WHAT TO WORK ON :: Whatever the lines below say, output them exactly.

INFORMATION SUPPLIED ::
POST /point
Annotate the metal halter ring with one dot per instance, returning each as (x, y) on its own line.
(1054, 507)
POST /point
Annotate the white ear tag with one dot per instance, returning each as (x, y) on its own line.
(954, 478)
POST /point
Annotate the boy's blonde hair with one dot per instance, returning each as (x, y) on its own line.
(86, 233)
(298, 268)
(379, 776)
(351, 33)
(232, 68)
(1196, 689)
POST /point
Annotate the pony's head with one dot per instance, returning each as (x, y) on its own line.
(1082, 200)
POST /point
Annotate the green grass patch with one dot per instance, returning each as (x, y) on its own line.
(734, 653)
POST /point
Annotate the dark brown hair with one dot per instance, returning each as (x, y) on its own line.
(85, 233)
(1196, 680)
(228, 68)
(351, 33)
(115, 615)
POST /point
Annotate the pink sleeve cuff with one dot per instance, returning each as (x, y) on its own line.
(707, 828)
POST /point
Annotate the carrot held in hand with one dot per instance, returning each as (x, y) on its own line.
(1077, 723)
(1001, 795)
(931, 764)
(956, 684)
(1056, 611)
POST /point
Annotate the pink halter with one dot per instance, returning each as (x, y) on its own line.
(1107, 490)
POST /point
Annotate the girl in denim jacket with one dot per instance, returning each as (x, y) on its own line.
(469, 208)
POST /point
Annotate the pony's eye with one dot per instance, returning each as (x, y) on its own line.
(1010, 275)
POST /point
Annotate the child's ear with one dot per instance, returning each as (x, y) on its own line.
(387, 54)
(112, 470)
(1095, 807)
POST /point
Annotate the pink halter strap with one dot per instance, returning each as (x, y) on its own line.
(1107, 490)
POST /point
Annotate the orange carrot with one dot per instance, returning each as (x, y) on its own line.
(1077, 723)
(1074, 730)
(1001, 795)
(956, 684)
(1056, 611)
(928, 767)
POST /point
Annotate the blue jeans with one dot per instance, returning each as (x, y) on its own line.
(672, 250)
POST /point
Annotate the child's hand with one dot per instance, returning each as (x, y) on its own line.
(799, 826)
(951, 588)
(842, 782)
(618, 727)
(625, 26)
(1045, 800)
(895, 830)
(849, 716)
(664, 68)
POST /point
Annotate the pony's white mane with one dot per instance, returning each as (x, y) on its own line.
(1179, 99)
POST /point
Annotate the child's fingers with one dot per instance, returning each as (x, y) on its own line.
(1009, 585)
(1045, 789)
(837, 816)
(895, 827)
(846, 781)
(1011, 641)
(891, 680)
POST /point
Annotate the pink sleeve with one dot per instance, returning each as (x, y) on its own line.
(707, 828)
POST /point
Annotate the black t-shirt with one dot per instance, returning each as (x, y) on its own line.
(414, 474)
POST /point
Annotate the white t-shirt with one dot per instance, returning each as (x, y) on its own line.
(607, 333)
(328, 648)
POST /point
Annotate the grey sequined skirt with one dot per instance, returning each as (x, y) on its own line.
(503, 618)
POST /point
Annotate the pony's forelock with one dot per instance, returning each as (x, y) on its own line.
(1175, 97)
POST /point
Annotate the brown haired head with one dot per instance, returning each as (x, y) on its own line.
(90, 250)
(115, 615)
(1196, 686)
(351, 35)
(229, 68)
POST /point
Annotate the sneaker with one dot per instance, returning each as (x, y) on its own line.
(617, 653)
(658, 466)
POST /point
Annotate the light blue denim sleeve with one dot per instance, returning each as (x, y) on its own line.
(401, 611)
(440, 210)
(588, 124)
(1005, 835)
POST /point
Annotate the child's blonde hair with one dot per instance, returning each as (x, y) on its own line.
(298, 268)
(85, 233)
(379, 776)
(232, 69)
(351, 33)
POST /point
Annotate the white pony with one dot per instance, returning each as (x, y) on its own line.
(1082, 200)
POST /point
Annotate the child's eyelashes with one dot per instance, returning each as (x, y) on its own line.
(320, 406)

EXPECTED ANSWER ::
POST /point
Annotate the metal halter ring with one dot per instance, returning each as (x, y) on its own line.
(1054, 507)
POST /point
Annotate the white ear tag with one dot per instance, returning each as (x, y) on its own line.
(954, 478)
POST /point
Annotate the boy's blonde hair with one dot per instance, returning each as (x, y) on its own line.
(86, 233)
(298, 268)
(379, 776)
(351, 33)
(232, 68)
(1196, 689)
POST /point
Annotate the pony's head with one dot per instance, returning each as (x, y) on its own line.
(1082, 200)
POST /point
Annotate the green grass patch with one dot per instance, returning each as (x, y) on its own line.
(734, 653)
POST /point
Annotate the dark brown hair with one dot per instance, returning each as (x, y) on its own line.
(85, 233)
(1196, 680)
(228, 68)
(351, 33)
(115, 615)
POST /point
Annotate the pink sleeve cuff with one dot per instance, returning each as (x, y) on its own line.
(707, 828)
POST /point
Annotate the carrot held in hand with one dot per instance, returning each as (x, y) on its own line.
(1077, 723)
(1001, 795)
(931, 764)
(956, 684)
(1056, 611)
POST /point
Annotate the pink halter with one dot per instance, returning each as (x, y) on its own line.
(1107, 490)
POST /point
Annotate the girl in denim jacket with one dot per instance, returning each as (x, y) on its own line.
(469, 208)
POST /point
Annotate the pony's eye with one dot per instance, returning each as (x, y) on its own line.
(1010, 275)
POST /point
Annotate the child's ear with one dot per instance, returning each as (x, y) on its own line.
(387, 54)
(112, 470)
(1095, 807)
POST /point
Annotate the pink halter strap with one dot per instance, returning each as (x, y) on its own line.
(1107, 490)
POST /point
Annotate the orange carrot with one dot per instance, returning each as (x, y) on its own line.
(1077, 723)
(1074, 730)
(1001, 795)
(956, 684)
(1056, 611)
(928, 767)
POST /point
Annotate the blue jeans with one dot per instance, returning each as (x, y) on its own line.
(672, 250)
POST /point
Annotate the child's hand with one dot per instance, returning each as (x, y) on its own line.
(799, 826)
(951, 588)
(842, 782)
(618, 727)
(625, 26)
(1045, 800)
(895, 830)
(849, 716)
(664, 68)
POST /point
Annotate the pony's white mane with one dot per instance, returning each as (x, y) on its own line.
(1179, 99)
POST /point
Annotate the child's fingers with one dot per instance, returning each as (x, y) on its own line.
(1009, 585)
(1045, 789)
(837, 816)
(895, 827)
(846, 781)
(1011, 641)
(891, 680)
POST /point
Annotate the pink sleeve with one dot per instance, returning each as (x, y) on its own line.
(707, 828)
POST /point
Annotate the black t-shirt with one dot per instance, returning each as (x, y) on its own line.
(414, 474)
POST /point
Annotate the white t-shirt with one dot per instance, returning each as (x, y) on its own line.
(607, 333)
(328, 648)
POST /point
Annotate the grey sequined skirt with one dot per instance, returning each as (x, y) on its own line.
(503, 618)
POST /point
Annotate the pony's forelock with one dot per instance, returning each as (x, y) on its own line.
(1175, 97)
POST /point
Annotate the brown haired head with one dot per instance, returning each as (x, y) on its own line.
(90, 250)
(115, 615)
(1196, 686)
(351, 35)
(229, 68)
POST /point
Annotate the sneaker with one dot per instance, returning each as (x, y) on its own line.
(617, 653)
(658, 466)
POST /point
Annotate the light blue denim sleeve with one dot per instance, returning each as (x, y) on its own line.
(401, 611)
(440, 210)
(588, 124)
(1005, 835)
POST /point
Annotate the child's blonde hair with one dot per instance, returning each as (x, y) on its own line.
(298, 268)
(85, 233)
(379, 776)
(232, 69)
(351, 33)
POST /point
Annotate the white pony with one dot per instance, returning each as (x, y) on its own line.
(1082, 200)
POST /point
Annotate the child's eyelashes with one dot per instance, returning each as (x, y) on its own line.
(320, 406)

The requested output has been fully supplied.